━━━ DOCUMENT SEGMENT
He highlighted the poor working conditions of mill workers and played a vital role in empowering the oppressed classes along with Dr. Babasaheb Bhimrao Ambedkar. Bole played a vital role in introducing several important Bills in the Bombay legislature, which dealt with maternity benefits for women mill workers and increasing the Marriageable age of women to 16 from age of 12.

Sitaram Keshav Bole fought election from Non-Brahmin Party for the Bombay Legislative Council election in 1920. He was the first to initiate the anti-khoti struggle in 1922, which B.R. Ambedkar later led. Bole tabled the Anti-Khoti Bill in the Bombay Legislative Council, which received support from Ambedkar while Bal Gangadhar Tilak opposed the bill.
━━━━━━
ASSIGNED TASK: Translate this sentence from the passage on Sitaram Keshav Bole into Spanish: "He was the first to initiate the anti-khoti struggle in 1922, which B.R. Ambedkar later led." The listing comes from a separate, unrelated source.
━━━ RECORDS
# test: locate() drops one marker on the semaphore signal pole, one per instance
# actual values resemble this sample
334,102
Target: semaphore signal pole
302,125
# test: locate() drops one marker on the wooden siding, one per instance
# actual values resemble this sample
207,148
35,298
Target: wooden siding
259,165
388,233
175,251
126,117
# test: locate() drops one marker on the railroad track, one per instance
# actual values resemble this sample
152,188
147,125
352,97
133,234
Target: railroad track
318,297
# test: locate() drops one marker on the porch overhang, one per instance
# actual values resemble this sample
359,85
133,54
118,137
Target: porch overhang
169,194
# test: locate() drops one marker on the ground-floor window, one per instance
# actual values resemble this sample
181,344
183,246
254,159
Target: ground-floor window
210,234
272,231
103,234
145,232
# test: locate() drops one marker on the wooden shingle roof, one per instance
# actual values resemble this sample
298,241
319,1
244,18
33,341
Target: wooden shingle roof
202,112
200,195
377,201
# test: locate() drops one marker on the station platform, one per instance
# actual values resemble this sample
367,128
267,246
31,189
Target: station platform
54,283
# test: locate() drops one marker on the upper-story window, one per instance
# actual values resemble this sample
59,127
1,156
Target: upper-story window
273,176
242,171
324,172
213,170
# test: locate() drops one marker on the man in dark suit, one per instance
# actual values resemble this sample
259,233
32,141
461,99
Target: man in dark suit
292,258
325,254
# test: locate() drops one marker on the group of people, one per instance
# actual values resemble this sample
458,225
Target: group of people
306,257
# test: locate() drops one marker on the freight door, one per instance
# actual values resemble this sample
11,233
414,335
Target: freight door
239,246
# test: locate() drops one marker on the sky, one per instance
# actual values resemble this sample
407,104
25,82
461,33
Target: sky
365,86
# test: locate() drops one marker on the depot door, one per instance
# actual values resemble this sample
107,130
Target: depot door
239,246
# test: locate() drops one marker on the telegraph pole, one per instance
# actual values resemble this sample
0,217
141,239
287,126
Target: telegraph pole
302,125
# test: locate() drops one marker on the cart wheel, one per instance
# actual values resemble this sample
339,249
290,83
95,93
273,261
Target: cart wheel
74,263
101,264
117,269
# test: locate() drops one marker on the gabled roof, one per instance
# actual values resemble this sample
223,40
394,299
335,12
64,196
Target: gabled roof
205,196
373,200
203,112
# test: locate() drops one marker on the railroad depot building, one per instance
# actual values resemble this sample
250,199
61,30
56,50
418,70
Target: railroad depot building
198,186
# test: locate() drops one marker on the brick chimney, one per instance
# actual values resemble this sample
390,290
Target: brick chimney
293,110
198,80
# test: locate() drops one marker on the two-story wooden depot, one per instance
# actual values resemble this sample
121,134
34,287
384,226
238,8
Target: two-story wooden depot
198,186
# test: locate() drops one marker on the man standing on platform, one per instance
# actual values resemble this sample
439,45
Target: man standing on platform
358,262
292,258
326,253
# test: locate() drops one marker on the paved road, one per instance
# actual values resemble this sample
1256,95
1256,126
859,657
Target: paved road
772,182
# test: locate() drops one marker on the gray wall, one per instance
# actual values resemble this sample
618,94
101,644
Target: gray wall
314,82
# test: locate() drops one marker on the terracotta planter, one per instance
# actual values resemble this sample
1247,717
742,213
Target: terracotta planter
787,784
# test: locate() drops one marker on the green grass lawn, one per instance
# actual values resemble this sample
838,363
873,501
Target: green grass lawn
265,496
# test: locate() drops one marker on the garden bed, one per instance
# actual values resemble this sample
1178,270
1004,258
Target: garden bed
━━━━━━
COMPLETED TASK: Fue el primero en iniciar, en 1922, la lucha anti-khoti, que más tarde encabezó B.R. Ambedkar.